GOAL OF THE EXERCISE: According to the passage on Meristogenys frogs, why is a taxonomic revision of this group probably better put off? Answer in one to three sentences.

EXCERPT TO READ:
Meristogenys is a genus of true frogs from Borneo. Its tadpoles are adapted to fast-flowing mountain streams and easily recognizable by their divided upper lip with ribs on the outside.

==Taxonomy and systematics==
Its closest living relative is apparently the hole-in-the-head frog (Huia cavitympanum), type species of the highly polyphyletic "wastebin genus" Huia. Meristogenys, having been proposed far more recently than Huia, might be included in the latter on grounds of phylogeny, as most if not all species placed in the Huia seem to belong elsewhere. But a group of species traditionally placed in Huia as well as the genus Clinotarsus are very close relatives, and therefore a taxonomic revision of this group is probably better deferred until the relationships of all taxa involved have been properly assessed. Meristogenys on its own is a monophyletic group.

==Ecology==
Meristogenys are common frogs around the mountain streams of Borneo and among the commonest frogs in the mountainous regions of the island. Tadpoles are specialized for living in strong currents and have a heavy body. The snout is broadly rounded with a relatively oral disk underneath it. The body is flat below and has a large sucker, covering a larger portion of the abdomen.

GIVEN DATA:
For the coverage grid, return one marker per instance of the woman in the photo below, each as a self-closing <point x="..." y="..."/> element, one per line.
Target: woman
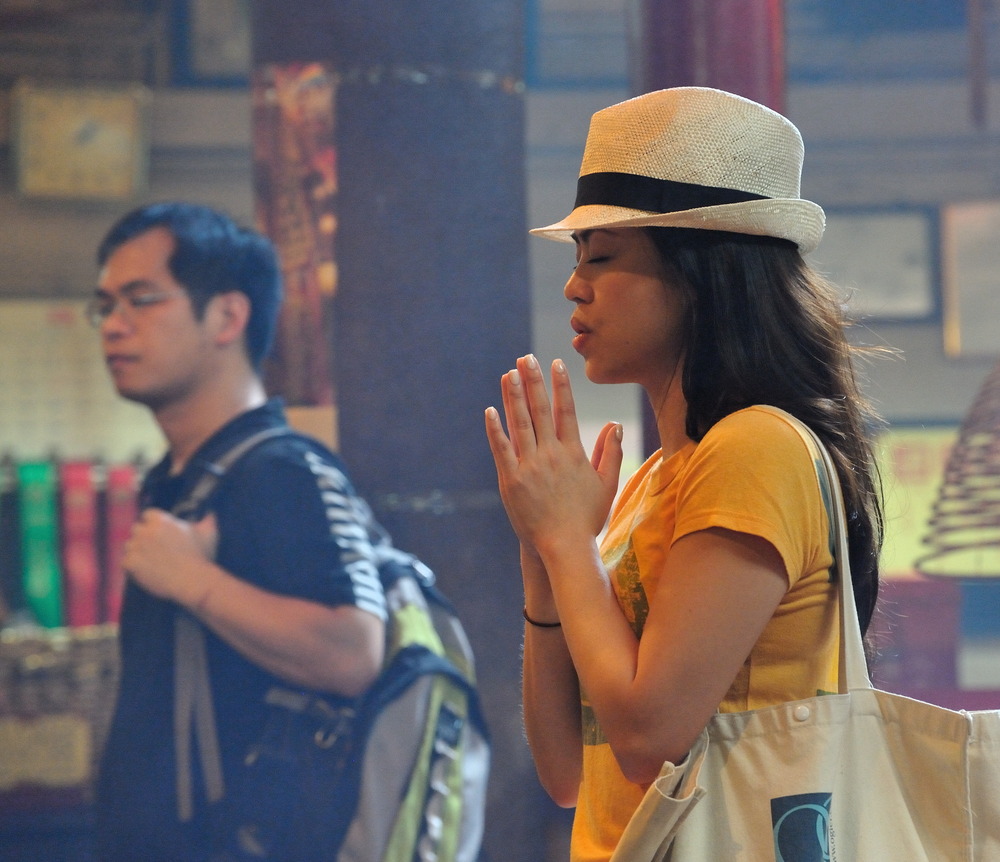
<point x="712" y="587"/>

RESPONSE BOX: A group of species traditionally placed in Huia, as well as the genus Clinotarsus, are very close relatives of Meristogenys. A revision is therefore better deferred until the relationships of all the taxa involved have been properly assessed.